• [Brief 1] In the passage about cocktail bars, shorten the paragraph beginning "The problem with being my age" and keep its main facts.
• [Brief 2] Write the next few paragraphs of the passage about cocktail bars, picking up right after its final sentence.
===== Provided passage =====
On their turf, only rubes and geezers dare ignore the establishment’s painstakingly “curated” drink “menu,” with its “craft” cocktails made of “artisanal” bitters and “house-made” mixers that — by the way — you need to wait 10 goddamn minutes for.

God help the poor schlub (that would be me, if you were wondering) who favors a simple glass of whiskey served neat, an unadorned fine vermouth perhaps, or (gasp!) an unassuming lager that was NOT just brewed a quarter-mile down the road by a couple of “way-cool local dudes” striving to honor traditions of ancient brewmasters they’d never even heard of before. Until one of them Googled the topic, that is.

God, I need a drink!

The problem with being my age — your age, too, so get used to it — is that I can remember accepting simple and honest drinks from simple and honest men and women, inside of low-pressure, high-character, welcoming rooms. I could then enjoy these drinks either over authentic conversation or equally comforting silence, depending on mood and circumstance.

Today, I’m often the old guy down the end who’s sucking up all the beautifully distilled oxygen in the high-energy, high-concept room. No longer am I the cool guy with the long dark hair and the furry beard who knows how to have a good drink and the conversation to go along with it.
===== Information supplied =====
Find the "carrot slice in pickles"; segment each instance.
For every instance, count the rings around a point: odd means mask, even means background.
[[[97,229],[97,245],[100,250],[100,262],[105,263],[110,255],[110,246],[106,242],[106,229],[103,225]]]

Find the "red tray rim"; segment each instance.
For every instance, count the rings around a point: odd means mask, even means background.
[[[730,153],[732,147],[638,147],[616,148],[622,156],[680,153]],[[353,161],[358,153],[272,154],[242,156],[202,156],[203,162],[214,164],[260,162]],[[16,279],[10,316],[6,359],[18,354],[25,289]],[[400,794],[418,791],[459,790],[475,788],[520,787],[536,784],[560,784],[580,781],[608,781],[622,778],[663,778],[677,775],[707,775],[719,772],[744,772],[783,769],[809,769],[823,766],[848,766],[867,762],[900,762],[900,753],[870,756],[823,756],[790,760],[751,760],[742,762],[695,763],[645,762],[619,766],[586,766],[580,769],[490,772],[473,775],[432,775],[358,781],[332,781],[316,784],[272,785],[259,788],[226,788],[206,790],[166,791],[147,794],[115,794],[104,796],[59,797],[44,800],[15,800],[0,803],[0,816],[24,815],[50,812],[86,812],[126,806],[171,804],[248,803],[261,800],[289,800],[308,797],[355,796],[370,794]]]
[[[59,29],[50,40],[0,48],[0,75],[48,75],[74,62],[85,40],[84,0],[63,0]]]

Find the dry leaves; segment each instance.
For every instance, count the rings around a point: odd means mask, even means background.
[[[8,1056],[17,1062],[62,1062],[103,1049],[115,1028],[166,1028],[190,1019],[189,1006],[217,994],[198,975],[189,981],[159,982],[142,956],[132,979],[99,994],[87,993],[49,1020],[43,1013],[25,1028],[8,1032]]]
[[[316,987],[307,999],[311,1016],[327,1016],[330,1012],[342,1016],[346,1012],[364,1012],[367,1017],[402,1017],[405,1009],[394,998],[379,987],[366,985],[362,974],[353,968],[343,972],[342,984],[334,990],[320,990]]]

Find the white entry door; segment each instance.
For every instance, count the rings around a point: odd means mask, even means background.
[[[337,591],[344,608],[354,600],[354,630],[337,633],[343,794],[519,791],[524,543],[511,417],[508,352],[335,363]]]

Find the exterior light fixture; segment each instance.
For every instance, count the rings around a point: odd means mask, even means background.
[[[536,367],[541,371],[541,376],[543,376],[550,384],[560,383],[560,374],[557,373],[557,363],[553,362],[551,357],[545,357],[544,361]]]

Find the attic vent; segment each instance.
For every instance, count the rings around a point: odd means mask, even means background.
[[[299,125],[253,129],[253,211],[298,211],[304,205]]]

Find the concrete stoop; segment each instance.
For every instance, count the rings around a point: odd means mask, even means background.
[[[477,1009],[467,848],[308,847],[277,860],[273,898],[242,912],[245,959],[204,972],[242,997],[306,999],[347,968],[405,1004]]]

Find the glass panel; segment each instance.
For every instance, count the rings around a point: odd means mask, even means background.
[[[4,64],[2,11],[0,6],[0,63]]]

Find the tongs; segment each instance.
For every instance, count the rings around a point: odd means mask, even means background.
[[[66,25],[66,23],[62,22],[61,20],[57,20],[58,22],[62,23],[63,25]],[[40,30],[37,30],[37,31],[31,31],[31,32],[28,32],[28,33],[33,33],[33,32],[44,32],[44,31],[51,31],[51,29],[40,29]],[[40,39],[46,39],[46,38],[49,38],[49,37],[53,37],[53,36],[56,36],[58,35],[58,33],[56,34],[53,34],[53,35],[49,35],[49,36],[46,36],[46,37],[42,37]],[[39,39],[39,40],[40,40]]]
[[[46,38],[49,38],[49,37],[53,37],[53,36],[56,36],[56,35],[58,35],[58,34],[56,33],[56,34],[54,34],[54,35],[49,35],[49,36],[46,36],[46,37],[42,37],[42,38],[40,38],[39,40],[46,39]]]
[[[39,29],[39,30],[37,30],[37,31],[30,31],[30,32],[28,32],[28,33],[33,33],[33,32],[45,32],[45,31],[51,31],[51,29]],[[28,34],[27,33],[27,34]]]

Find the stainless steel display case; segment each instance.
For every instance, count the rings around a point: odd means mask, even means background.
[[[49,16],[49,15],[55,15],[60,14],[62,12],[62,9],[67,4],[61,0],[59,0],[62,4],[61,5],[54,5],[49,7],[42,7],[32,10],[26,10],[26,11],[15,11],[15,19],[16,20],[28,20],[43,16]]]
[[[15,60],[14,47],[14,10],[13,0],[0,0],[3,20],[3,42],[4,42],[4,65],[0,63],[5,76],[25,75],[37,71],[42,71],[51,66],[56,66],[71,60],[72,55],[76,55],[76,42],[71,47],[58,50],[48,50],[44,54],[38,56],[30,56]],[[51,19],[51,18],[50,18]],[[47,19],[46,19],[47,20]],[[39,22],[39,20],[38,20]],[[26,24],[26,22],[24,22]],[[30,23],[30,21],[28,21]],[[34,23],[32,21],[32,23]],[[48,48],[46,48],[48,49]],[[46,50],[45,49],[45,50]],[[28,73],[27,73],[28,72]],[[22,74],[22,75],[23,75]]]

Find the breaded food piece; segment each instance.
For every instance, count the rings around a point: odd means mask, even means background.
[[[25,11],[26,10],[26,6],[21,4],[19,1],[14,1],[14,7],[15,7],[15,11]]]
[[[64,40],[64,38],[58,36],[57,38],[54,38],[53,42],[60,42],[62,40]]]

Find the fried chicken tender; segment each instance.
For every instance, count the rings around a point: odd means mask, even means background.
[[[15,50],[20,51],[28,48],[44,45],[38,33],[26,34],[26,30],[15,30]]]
=====
• [Exercise response 1] The trouble with getting older, which the reader will face too, is remembering simple, honest drinks served by simple, honest people in relaxed, welcoming rooms full of character. There the writer could enjoy them over real conversation or comfortable silence, depending on mood and circumstance.

• [Exercise response 2]
All of a sudden, I’m the dude with the long white hair and beard who’s been around long enough to be everybody else in the joint’s old man! It’s OK to be friendly and polite to the geezer — he tips well, you know — but do I really have to, like, talk to him? Besides, shouldn’t he be home watching “Pawn Stars”?

Plus, all I ever do is order boring crap (bourbons, drafts, an Old Fashioned now and again) and so what’s the point of even having me around? I’d sooner down a pint’s worth of spoiled camel’s milk than a “batch-made” gin-and-tonic, a bastardized Negroni, or anything made with elderflower liqueur, Domaine De Canton or Luxardo. Plus, I don’t want to know my Averna from my Fernet Branca, thank you very much; when I want something bitter in my mouth, I’ll swallow a batch of broccoli rabe or maybe chew on a grapefruit peel.

I’ll make sure to wear a fedora or a porkpie while I’m at it, though. That’ll make me cool.